• Task
Write out the records below once more, exactly as they stand.

■ ■ ■ ■ ■

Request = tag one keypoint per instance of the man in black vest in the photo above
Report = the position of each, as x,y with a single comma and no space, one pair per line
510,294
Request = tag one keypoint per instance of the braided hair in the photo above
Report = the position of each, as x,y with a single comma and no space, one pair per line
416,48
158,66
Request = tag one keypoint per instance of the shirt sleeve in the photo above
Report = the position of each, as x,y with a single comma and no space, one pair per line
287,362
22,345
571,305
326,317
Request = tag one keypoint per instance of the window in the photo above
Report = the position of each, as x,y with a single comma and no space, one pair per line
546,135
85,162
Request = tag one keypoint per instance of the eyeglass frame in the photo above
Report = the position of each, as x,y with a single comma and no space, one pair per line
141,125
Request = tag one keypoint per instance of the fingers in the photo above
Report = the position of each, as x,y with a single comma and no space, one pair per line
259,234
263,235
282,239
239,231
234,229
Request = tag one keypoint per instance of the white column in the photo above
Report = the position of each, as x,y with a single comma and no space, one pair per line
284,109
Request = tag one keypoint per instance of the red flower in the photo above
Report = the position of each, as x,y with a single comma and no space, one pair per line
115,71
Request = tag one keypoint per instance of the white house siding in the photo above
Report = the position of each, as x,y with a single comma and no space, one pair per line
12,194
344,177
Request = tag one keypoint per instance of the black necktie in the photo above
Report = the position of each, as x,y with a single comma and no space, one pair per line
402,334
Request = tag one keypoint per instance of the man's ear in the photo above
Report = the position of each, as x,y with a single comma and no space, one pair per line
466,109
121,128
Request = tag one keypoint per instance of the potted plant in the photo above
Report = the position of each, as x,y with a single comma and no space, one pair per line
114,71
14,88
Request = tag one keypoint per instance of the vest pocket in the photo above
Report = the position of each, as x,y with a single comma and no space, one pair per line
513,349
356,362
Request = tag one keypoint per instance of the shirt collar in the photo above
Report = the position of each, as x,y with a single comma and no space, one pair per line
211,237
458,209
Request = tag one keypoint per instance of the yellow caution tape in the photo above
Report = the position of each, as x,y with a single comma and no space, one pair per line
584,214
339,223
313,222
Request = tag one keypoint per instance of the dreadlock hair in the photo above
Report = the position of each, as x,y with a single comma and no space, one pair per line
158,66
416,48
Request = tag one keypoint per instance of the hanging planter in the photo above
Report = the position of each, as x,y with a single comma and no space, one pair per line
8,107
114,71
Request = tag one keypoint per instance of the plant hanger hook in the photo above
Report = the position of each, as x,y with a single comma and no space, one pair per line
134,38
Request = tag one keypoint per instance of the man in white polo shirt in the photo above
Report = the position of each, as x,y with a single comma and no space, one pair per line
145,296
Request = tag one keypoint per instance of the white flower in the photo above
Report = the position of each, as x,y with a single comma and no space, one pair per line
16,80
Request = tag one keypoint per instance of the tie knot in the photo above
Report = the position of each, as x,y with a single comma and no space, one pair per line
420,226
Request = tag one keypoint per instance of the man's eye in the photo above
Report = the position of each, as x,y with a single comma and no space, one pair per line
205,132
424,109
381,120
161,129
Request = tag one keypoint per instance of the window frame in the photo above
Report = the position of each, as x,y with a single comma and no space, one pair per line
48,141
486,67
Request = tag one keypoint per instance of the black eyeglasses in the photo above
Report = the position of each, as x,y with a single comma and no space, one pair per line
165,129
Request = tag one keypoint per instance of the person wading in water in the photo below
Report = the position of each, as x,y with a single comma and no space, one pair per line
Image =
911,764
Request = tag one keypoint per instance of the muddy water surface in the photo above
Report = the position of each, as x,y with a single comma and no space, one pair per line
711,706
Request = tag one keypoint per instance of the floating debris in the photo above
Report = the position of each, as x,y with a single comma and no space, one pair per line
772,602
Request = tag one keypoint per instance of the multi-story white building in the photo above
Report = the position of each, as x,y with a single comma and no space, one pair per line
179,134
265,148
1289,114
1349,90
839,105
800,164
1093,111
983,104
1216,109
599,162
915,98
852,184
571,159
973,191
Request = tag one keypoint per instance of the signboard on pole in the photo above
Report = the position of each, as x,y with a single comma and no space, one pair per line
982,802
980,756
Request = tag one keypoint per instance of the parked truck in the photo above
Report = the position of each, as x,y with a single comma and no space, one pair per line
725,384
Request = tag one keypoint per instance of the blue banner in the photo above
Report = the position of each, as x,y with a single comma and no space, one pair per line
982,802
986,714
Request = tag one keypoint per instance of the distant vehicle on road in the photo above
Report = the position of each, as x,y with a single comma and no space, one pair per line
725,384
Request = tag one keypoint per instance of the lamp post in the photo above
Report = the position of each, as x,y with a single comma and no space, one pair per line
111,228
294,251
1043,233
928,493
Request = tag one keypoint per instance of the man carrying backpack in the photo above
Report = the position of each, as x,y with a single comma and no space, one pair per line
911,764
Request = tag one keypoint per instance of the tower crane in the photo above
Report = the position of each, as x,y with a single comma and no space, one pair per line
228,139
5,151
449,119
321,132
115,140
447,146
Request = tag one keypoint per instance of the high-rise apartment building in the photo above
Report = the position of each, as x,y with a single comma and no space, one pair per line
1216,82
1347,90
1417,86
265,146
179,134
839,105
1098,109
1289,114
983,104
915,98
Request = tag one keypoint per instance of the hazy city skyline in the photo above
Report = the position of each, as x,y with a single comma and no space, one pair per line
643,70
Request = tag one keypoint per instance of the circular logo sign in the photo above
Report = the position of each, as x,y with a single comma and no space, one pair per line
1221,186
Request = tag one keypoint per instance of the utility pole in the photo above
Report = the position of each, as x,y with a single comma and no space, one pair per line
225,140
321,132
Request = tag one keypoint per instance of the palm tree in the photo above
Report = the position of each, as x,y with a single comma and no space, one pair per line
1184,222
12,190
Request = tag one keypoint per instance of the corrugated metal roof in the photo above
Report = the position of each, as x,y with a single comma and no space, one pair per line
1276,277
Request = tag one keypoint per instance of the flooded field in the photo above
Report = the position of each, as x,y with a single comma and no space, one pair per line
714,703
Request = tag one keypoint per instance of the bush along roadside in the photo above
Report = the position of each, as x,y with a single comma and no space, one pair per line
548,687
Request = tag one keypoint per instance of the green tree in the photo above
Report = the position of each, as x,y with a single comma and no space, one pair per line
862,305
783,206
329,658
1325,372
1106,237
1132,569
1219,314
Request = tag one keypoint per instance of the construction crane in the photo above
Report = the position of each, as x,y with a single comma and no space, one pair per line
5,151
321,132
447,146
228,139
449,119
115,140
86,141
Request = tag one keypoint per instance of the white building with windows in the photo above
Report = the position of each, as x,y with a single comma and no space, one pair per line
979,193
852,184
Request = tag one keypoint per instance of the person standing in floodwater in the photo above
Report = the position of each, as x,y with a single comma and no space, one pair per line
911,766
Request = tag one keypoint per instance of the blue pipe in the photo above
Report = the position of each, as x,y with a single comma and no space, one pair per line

■ ■ ■ ■ ■

• Written response
Request = tag one keypoint per instance of the man in black vest in the photo above
Report = the position of each, as x,y with a single comma and no space, one pair per line
510,294
Request = tag one keypoint per instance of the braided hair in the photo above
Report = the position of each, as x,y with a single comma and no space, one pair per line
416,48
158,66
Request = tag one keypoint per instance of the shirt sleeve in the photo above
Report = the position of each, as x,y with a single comma and no space, one pair per line
287,362
22,345
571,305
326,317
Request = tag one keypoint per instance of the window in the photo above
Report = the position of each, as x,y with a single comma and no space, one pair per line
546,135
85,162
Request = tag one keypoint per instance of the eyeglass frame in the photo above
Report = the position of each, as x,y with a single comma and no space, one pair per line
141,125
Request = tag one keypoint per instance of the fingers in the photo above
Report = the position of each, as x,y with a single comma and no space, one pair per line
259,234
263,235
282,239
239,231
234,229
Request = tag one keypoint per instance of the white column in the photo above
Report = the position of each, as x,y with a single comma and no space, one pair per line
284,109
Request = tag one keypoint per instance of the red flower in the photo above
Report = the position of each, as x,y with a single comma and no space, one pair per line
115,71
Request = tag one keypoint per instance of the white house siding in the photo above
Report = the position of each, as x,y with a single comma and no space, one pair per line
12,194
344,177
Request = tag one keypoint per instance of the black necktie in the photo above
Report = the position of each, as x,y with a single comma and no space, one pair per line
402,334
Request = tag one keypoint per instance of the man's ear in the photo above
Report = the position of each, as x,y with a single comma and no space, one pair per line
466,109
121,128
Request = tag one keypoint per instance of the potted plant in the photo above
Report = the position of each, as x,y with a single comma and no space, one pair per line
114,71
14,88
Request = tag one keypoint per instance of the vest pocket in the photo above
Report = the position of each, as x,y with a single comma and no space, one pair per line
513,349
356,362
Request = tag one keypoint per instance of the shirt collar in the photo above
Report = the position of each, as x,y with a single comma and no space, one pair per line
211,237
458,209
Request = tag one keypoint per instance of the yellow caution tape in the photo above
Report = the position of each, as x,y with a single comma and no space, one pair per line
584,214
339,223
313,222
Request = tag one keypoint per instance of the dreadlock hair in the photo above
Report = the position of each, as x,y with a single comma and no space, one pair per line
158,66
416,48
Request = tag one keypoint per instance of the hanging planter in the photo above
Report = the position of each, as x,y with a single comma and no space, one pair per line
8,107
114,71
Request = tag one keypoint per instance of the plant hanger hook in the photo above
Report = the position of each, as x,y with a single comma and no space, one pair per line
134,38
Request = tag one keypoint per instance of the man in white polo shirt in the photo above
Report = the position of each, as x,y with a single comma and no space, one pair per line
145,296
Request = tag one keypoint per instance of the white flower in the photo above
Report = the position of each, as x,y with a single comma and no space, one pair per line
16,80
Request = tag one keypoint per instance of the tie knot in the photo above
Report = the position of each, as x,y with a single comma and no space, one pair per line
420,226
Request = tag one keypoint per instance of the man's eye in the photo above
Report = the position of each, as x,y with a single comma and no space, one pair per line
205,132
424,109
381,120
161,129
Request = tag one keypoint per instance of the window frame in the photo above
Report = the position of each, as x,y with a single comma and no space, one pair per line
48,141
486,67
Request = tag one keypoint per instance of the black eyeglasses in the photo above
Report = the position of each, as x,y with a single comma and no space, one pair per line
165,129
Request = tag one keypoint per instance of the person wading in water in the photo below
Report = the position of each, as x,y with a single comma and no space, one pair per line
Image =
911,764
Request = tag one keypoint per instance of the muddy water surface in the photo above
Report = the position of each, as x,y with a single comma and no space, one pair per line
711,706
Request = tag one keypoint per instance of the floating debris in the photo above
Report = the position of each, as x,y with a single comma and no space, one pair per line
772,602
Request = tag one keypoint per instance of the multi-story white building in the photo above
Report = the position of each, as x,y with a single comma and no space, one pair per line
179,134
265,148
1289,114
1349,90
839,105
800,164
1093,111
983,104
1216,109
599,162
915,98
852,184
571,159
973,191
Request = tag one keypoint per instance of the signboard on pole in the photo above
Report = the position of each, as x,y with a single comma and no space, one pair per line
982,802
980,756
Request = tag one keypoint per instance of the parked truck in the photo above
Report = the position of each, as x,y with a single comma and no space, one pair per line
725,384
Request = tag one keypoint per instance of the blue banner in the photo above
Report = the position of each, as x,y with a single comma and no space, one pair per line
982,802
986,714
Request = tag one keypoint per instance of the distant vehicle on road in the photo above
Report = the position of each, as x,y with a single comma and no space, one pair per line
725,384
Request = tag one keypoint per instance of the lamp post in the photo above
Report = the position of each, as x,y with a single comma and no space, one pair per line
111,228
294,251
1043,233
928,493
Request = tag one keypoint per instance of the man carrying backpack in the photo above
Report = the position of each, as x,y with a single comma and no space, one pair per line
911,764
Request = tag one keypoint per instance of the tower crane in the photo above
Report = the position of each, as x,y with a single comma and no space, one pair per line
228,139
5,151
449,119
321,132
115,140
447,146
Request = tag one keypoint per instance of the high-rise apartment building in the photo above
Report = the position of each, as x,y with a single comma and no space, one pair per line
1216,82
1347,90
1417,86
265,146
179,134
839,105
1098,109
1289,114
983,104
915,98
Request = tag one keypoint per instance of the hazy city skyline in the photo above
Report = the position of each, as x,y with a single comma and no space, one pair per line
643,70
Request = tag one keypoint per instance of the circular logo sign in the photo above
Report = the position of each, as x,y with a single comma and no space, one pair per line
1221,186
Request = tag one keypoint per instance of the utility pole in the photo above
Report = the position of each, as x,y with a single comma and no space, one pair per line
225,140
321,132
Request = tag one keypoint per instance of the palm tree in the photo above
Report = the position of each, as x,y with a single comma and no space, one pair per line
1184,222
12,190
Request = tag one keypoint per instance of the corrugated metal roof in the photo above
Report = the position of each, as x,y with a single comma and no space, one pair per line
1276,277
Request = tag one keypoint per instance of the flooded field in the photo above
Report = the position of each, as x,y with a single comma and no space, one pair per line
714,703
Request = tag one keypoint per instance of the bush along roadside in the photo above
Report = the position of each, as x,y with a single comma and no space, one pair per line
548,687
Request = tag one keypoint per instance of the green tree in the photo above
Report = the position of each, as x,y with a single comma and no space, one pair per line
862,305
783,206
329,658
1325,372
1106,237
1132,569
1219,314
Request = tag one keypoint per instance of the construction crane in the photo above
Report = the position of each, as x,y with a single comma and no space, one pair per line
5,151
321,132
447,146
228,139
449,119
115,140
86,141
Request = tag one keypoint per instance of the white building with windows in the photo above
Report = the position of each, as x,y with a single comma and no space, one pair per line
979,193
852,184
Request = tag one keypoint per instance of the person standing in floodwater in the photo above
Report = the position of each, as x,y with a single comma and no space, one pair per line
911,766
Request = tag one keypoint per instance of the blue pipe in the photo above
Report = the position of each, as x,y with a single comma and no space, one pair per line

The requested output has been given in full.